┌──

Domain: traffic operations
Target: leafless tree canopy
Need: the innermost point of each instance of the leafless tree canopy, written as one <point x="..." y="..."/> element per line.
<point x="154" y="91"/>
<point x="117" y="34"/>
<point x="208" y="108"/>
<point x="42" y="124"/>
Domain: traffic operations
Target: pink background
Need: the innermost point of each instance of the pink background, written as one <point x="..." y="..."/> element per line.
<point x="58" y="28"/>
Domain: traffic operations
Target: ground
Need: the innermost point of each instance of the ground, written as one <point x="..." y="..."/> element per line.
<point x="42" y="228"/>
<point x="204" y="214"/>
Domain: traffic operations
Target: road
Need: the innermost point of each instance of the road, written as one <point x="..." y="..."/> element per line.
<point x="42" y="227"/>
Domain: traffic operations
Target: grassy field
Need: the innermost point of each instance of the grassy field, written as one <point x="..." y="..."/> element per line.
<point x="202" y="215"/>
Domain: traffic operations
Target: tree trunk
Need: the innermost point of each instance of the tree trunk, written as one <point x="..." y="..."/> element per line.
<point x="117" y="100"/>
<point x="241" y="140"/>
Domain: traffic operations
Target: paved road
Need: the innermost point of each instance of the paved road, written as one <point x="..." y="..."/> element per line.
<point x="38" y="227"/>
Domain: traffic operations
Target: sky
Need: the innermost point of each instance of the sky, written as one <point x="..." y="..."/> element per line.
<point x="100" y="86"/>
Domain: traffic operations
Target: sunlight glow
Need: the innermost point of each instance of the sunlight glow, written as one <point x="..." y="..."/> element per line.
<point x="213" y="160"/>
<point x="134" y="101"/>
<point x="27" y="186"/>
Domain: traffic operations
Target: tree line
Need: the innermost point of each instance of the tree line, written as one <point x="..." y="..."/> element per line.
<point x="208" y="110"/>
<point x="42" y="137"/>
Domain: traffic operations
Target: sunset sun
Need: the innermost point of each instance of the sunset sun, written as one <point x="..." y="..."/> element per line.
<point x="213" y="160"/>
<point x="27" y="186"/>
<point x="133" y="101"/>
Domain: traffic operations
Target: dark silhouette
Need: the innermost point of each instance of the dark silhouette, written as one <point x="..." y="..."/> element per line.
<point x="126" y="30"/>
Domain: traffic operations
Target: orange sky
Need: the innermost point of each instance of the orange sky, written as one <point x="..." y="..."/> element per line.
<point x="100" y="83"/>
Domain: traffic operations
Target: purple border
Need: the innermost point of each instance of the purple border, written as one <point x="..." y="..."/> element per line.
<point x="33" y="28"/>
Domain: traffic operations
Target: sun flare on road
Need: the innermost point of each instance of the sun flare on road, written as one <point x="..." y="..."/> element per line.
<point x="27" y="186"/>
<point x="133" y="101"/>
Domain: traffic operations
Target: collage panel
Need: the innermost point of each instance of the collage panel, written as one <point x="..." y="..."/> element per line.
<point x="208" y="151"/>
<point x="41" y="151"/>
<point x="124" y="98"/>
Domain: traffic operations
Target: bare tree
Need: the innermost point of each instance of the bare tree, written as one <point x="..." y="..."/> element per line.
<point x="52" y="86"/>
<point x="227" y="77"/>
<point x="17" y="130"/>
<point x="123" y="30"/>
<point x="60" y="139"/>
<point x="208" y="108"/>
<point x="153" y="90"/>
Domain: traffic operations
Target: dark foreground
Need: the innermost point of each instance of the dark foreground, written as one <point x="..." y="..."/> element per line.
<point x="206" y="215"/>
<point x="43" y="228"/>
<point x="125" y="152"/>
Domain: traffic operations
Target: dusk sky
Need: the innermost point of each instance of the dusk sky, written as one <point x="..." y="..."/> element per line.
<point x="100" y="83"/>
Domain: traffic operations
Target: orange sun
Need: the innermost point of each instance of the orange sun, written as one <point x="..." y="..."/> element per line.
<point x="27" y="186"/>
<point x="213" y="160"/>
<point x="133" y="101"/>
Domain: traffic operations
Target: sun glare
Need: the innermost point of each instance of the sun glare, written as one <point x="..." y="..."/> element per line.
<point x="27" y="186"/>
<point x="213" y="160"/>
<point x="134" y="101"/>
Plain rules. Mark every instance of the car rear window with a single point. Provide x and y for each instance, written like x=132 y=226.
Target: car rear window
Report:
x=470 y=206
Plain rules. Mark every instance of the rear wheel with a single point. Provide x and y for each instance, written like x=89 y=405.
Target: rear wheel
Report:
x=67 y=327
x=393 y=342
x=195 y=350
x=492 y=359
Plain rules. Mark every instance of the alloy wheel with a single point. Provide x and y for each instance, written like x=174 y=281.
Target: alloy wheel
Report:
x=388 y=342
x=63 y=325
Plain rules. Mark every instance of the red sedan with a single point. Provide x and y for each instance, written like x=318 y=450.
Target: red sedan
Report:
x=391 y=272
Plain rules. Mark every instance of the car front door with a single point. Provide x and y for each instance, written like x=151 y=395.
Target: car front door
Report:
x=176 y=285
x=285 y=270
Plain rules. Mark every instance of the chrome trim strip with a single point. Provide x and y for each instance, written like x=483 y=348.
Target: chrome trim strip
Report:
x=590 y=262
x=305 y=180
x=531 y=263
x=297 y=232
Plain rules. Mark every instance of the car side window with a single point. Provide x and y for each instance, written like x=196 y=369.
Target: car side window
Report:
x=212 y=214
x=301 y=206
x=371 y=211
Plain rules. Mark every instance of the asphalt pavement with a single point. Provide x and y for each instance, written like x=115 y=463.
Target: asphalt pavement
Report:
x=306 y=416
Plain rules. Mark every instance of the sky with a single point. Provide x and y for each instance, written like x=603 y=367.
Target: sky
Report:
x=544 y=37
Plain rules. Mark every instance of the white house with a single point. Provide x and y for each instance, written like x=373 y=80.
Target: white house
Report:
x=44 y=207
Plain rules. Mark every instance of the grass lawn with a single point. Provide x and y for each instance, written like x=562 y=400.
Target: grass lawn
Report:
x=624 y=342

└──

* ABOUT THIS TASK
Write the data out again, verbatim.

* RESPONSE
Domain: traffic operations
Target: leafless tree canopy
Need: the innermost point of each instance of the leafless tree canopy, written as one <point x="..." y="..."/> element per line.
<point x="154" y="91"/>
<point x="117" y="34"/>
<point x="208" y="108"/>
<point x="42" y="124"/>
Domain: traffic operations
Target: pink background
Need: the innermost point of each instance of the pink background, written as one <point x="..." y="..."/> element per line.
<point x="58" y="28"/>
Domain: traffic operations
Target: ground
Need: the innermost point of each instance of the ground, written as one <point x="..." y="..."/> element per line.
<point x="42" y="228"/>
<point x="204" y="214"/>
Domain: traffic operations
Target: road
Need: the innermost point of each instance of the road, written as one <point x="..." y="..."/> element per line.
<point x="42" y="227"/>
Domain: traffic operations
Target: grassy field
Need: the innermost point of each instance of the grassy field, written as one <point x="..." y="..."/> element per line.
<point x="202" y="215"/>
Domain: traffic operations
Target: tree trunk
Need: the innermost point of each instance of the tree trunk, written as one <point x="..." y="..."/> element per line.
<point x="117" y="100"/>
<point x="241" y="140"/>
Domain: traffic operations
Target: paved road
Need: the innermost point of each instance of the paved road, written as one <point x="..." y="..."/> element per line.
<point x="38" y="227"/>
Domain: traffic operations
Target: sky
Need: the innermost point of each instance of the sky, written as one <point x="..." y="..."/> element per line.
<point x="100" y="86"/>
Domain: traffic operations
Target: sunlight glow
Need: the innermost point of each instance of the sunlight glow, written as one <point x="..." y="..."/> element per line.
<point x="213" y="160"/>
<point x="134" y="101"/>
<point x="27" y="186"/>
Domain: traffic operations
Target: tree line
Need: the innermost point of each instance of the tree line, written as one <point x="..." y="..."/> element per line.
<point x="208" y="110"/>
<point x="42" y="137"/>
Domain: traffic operations
Target: sunset sun
Need: the innermost point of each instance of the sunset sun, written as one <point x="..." y="..."/> element per line.
<point x="213" y="160"/>
<point x="27" y="186"/>
<point x="133" y="101"/>
Domain: traffic operations
Target: dark silhouette
Need: the innermost point of each instance of the dark silhouette, written as one <point x="..." y="..."/> element per line.
<point x="126" y="30"/>
Domain: traffic operations
Target: orange sky
Need: the innermost point of each instance of the orange sky, written as one <point x="..." y="..."/> element per line.
<point x="100" y="83"/>
Domain: traffic operations
Target: purple border
Need: the innermost point of each instance of the purple border, written as one <point x="..." y="..."/> element per line.
<point x="33" y="28"/>
Domain: traffic operations
Target: sun flare on road
Need: the innermost point of each instance of the sun flare on road, written as one <point x="..." y="..."/> element per line.
<point x="27" y="186"/>
<point x="133" y="101"/>
Domain: traffic operations
Target: collage panel
Need: the innermost point of each instance of the collage panel, written as one <point x="..." y="..."/> element per line.
<point x="208" y="151"/>
<point x="41" y="151"/>
<point x="124" y="98"/>
Domain: traffic operations
Target: bare tree
Need: the innermost point of each instance of the bare tree, written as one <point x="..." y="..."/> element per line.
<point x="52" y="86"/>
<point x="227" y="77"/>
<point x="17" y="130"/>
<point x="123" y="30"/>
<point x="60" y="139"/>
<point x="208" y="108"/>
<point x="153" y="90"/>
Domain: traffic operations
Target: dark foreground
Need: the innermost point of each instance of the dark foreground, written as one <point x="..." y="..."/> element per line.
<point x="206" y="215"/>
<point x="43" y="228"/>
<point x="125" y="152"/>
Domain: traffic operations
Target: dusk sky
Need: the innermost point of each instance of the dusk sky, written as one <point x="..." y="..."/> element per line.
<point x="100" y="83"/>
Domain: traffic operations
Target: orange sun
Need: the innermost point of each instance of the orange sun, written as one <point x="..." y="..."/> element per line.
<point x="27" y="186"/>
<point x="213" y="160"/>
<point x="133" y="101"/>
Domain: traffic operations
Target: sun glare
Need: the innermost point of each instance of the sun glare, written as one <point x="..." y="..."/> element per line.
<point x="27" y="186"/>
<point x="213" y="160"/>
<point x="134" y="101"/>
Plain rules. Mark every instance of the car rear window with a single point. Provide x and y for each instance, written like x=132 y=226.
Target: car rear window
Report:
x=470 y=206
Plain rules. Mark every instance of the rear wheel with a single point. Provide x and y for each instance, written like x=89 y=405.
Target: rear wheel
Report:
x=67 y=327
x=393 y=342
x=195 y=350
x=492 y=359
Plain rules. Mark every instance of the alloy wheel with a single point. Provide x and y for each instance, written like x=174 y=281.
Target: alloy wheel
Report:
x=388 y=342
x=63 y=325
Plain rules. Mark every instance of the red sedan with a single point. Provide x and y for each instance, written like x=318 y=450.
Target: red sedan
Report:
x=391 y=272
Plain rules. Mark every instance of the car front door with a single point. Provide x and y for each instance, written like x=151 y=395.
Target: car front door
Report:
x=176 y=285
x=285 y=270
Plain rules. Mark every instance of the chrome trim strip with a single point. Provide x and y for each instance, written like x=483 y=348.
Target: chrome trim strip
Report:
x=590 y=262
x=305 y=180
x=531 y=263
x=297 y=232
Plain rules. Mark every instance of the car side window with a single point. Provide x and y for each instance, written like x=196 y=369.
Target: car side window
Report:
x=212 y=214
x=301 y=206
x=371 y=211
Plain rules. Mark every instance of the asphalt pavement with a single point. Provide x and y for each instance, written like x=115 y=463.
Target: asphalt pavement
Report:
x=306 y=416
Plain rules. Mark every instance of the sky with a single point. Provide x and y for each instance, written like x=603 y=367.
Target: sky
Report:
x=544 y=37
Plain rules. Mark every instance of the white house with a single point. Provide x and y for each instance, written like x=373 y=80.
Target: white house
Report:
x=44 y=207
Plain rules. Mark every instance of the grass lawn with a single point. Provide x and y for each instance, written like x=562 y=400.
Target: grass lawn
Report:
x=624 y=342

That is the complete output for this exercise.